> [TASK INSTRUCTIONS]: Pull out each line of the listing below that contains the string "person", and copy those lines unchanged.

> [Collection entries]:
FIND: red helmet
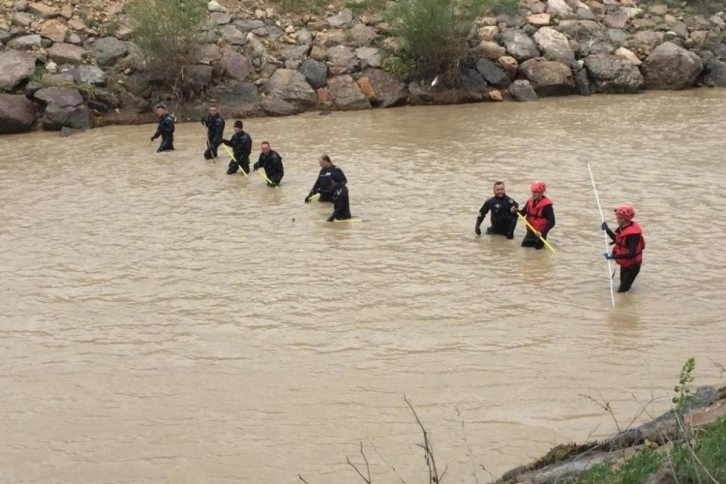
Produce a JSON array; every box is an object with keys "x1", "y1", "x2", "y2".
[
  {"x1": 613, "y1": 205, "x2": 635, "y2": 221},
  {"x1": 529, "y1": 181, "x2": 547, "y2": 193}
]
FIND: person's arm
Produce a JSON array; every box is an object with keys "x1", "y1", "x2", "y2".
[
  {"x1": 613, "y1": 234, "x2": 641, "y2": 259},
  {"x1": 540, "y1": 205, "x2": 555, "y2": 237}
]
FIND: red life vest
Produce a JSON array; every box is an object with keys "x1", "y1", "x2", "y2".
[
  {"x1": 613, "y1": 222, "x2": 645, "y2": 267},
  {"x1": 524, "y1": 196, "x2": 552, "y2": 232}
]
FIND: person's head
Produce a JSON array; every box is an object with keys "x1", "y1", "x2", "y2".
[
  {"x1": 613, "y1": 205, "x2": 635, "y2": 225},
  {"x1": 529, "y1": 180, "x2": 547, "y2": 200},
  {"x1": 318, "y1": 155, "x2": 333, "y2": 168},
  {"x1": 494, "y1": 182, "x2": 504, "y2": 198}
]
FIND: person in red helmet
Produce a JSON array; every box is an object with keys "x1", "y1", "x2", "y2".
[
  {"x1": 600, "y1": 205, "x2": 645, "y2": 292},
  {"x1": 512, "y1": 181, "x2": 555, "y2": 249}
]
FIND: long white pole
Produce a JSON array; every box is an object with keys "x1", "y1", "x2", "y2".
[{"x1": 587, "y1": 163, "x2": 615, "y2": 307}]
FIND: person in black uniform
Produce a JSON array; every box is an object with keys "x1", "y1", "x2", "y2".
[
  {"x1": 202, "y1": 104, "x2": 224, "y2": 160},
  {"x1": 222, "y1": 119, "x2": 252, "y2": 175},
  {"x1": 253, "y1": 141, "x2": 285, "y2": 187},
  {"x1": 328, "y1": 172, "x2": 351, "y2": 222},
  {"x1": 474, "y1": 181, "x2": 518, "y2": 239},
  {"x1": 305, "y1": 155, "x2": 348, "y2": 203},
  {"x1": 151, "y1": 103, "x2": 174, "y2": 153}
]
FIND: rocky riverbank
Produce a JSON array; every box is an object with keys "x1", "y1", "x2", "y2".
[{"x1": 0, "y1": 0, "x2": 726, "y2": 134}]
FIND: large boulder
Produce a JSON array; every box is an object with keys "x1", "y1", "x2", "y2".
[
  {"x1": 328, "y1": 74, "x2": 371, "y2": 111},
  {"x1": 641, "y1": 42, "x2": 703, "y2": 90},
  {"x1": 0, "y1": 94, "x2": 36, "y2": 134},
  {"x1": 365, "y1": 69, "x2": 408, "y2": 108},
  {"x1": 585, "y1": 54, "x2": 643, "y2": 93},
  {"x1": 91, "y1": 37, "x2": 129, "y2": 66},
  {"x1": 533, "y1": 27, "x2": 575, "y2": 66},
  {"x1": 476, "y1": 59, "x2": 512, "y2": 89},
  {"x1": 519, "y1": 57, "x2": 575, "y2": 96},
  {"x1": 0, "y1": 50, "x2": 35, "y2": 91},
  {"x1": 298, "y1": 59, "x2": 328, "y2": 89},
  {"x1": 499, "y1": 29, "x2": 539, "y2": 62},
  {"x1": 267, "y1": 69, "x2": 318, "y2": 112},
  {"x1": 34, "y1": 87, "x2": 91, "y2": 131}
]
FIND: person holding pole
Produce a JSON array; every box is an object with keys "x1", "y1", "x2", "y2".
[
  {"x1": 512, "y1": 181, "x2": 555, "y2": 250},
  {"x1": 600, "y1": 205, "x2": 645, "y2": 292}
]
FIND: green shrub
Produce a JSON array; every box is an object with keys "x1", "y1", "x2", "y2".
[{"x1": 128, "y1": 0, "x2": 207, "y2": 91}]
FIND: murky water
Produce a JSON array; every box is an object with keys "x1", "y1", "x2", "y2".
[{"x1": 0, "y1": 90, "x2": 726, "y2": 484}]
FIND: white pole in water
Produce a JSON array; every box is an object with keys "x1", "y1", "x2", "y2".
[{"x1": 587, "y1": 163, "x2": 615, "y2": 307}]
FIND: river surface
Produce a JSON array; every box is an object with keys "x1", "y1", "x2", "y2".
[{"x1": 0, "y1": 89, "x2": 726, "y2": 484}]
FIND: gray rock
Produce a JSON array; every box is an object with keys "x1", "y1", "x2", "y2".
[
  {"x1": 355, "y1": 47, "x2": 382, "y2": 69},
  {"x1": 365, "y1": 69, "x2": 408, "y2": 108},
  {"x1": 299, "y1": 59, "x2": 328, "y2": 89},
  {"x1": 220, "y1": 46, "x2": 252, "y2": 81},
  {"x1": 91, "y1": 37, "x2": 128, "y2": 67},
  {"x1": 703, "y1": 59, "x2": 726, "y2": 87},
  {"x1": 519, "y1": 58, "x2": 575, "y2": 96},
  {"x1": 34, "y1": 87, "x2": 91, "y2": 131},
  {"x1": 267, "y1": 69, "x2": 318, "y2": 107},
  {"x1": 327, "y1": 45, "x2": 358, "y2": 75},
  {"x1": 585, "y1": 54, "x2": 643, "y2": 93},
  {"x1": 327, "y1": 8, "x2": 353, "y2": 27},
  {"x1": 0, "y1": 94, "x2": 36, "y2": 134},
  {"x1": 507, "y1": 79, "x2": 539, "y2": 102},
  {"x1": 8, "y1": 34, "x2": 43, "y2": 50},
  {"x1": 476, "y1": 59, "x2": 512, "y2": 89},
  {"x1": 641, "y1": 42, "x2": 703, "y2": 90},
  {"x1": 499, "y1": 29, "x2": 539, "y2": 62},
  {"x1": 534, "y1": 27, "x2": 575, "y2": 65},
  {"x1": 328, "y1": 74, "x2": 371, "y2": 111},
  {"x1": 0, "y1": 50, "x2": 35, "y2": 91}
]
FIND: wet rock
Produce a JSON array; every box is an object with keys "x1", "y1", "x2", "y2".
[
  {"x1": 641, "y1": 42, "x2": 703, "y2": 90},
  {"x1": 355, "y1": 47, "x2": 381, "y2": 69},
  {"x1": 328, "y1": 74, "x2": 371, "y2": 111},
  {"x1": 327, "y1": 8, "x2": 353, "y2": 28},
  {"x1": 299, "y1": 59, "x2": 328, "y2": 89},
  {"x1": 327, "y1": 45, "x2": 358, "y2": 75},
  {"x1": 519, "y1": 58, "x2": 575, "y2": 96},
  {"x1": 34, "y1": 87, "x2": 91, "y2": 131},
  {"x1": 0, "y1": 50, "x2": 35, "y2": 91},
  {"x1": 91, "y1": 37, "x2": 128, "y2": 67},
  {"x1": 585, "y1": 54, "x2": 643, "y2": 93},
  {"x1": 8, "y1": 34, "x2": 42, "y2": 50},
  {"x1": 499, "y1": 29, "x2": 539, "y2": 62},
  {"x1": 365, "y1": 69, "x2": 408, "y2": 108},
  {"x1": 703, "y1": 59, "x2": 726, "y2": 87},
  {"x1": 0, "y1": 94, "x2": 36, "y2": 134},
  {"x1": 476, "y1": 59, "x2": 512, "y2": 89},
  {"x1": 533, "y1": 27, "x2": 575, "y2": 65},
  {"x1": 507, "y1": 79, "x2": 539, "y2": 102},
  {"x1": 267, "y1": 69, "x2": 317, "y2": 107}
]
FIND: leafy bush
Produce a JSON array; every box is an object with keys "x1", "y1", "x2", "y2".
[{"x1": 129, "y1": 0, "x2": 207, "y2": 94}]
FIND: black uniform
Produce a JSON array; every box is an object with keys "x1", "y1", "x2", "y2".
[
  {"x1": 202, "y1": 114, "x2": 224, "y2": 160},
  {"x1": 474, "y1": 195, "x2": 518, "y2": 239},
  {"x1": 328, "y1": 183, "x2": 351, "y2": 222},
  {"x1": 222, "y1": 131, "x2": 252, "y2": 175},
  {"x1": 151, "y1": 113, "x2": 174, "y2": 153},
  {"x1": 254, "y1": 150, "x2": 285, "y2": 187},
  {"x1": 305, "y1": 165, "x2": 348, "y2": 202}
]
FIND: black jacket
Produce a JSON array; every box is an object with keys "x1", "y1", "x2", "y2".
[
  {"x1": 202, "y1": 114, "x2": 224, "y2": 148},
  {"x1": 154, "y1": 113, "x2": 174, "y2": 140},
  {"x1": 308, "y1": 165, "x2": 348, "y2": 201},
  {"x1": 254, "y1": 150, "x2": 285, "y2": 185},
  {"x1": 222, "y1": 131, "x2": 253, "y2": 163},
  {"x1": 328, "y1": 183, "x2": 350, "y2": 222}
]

> [CORRECT RESPONSE]:
FIND: person's arm
FIND: person's head
FIND: person in red helmet
FIND: person in black uniform
FIND: person holding pole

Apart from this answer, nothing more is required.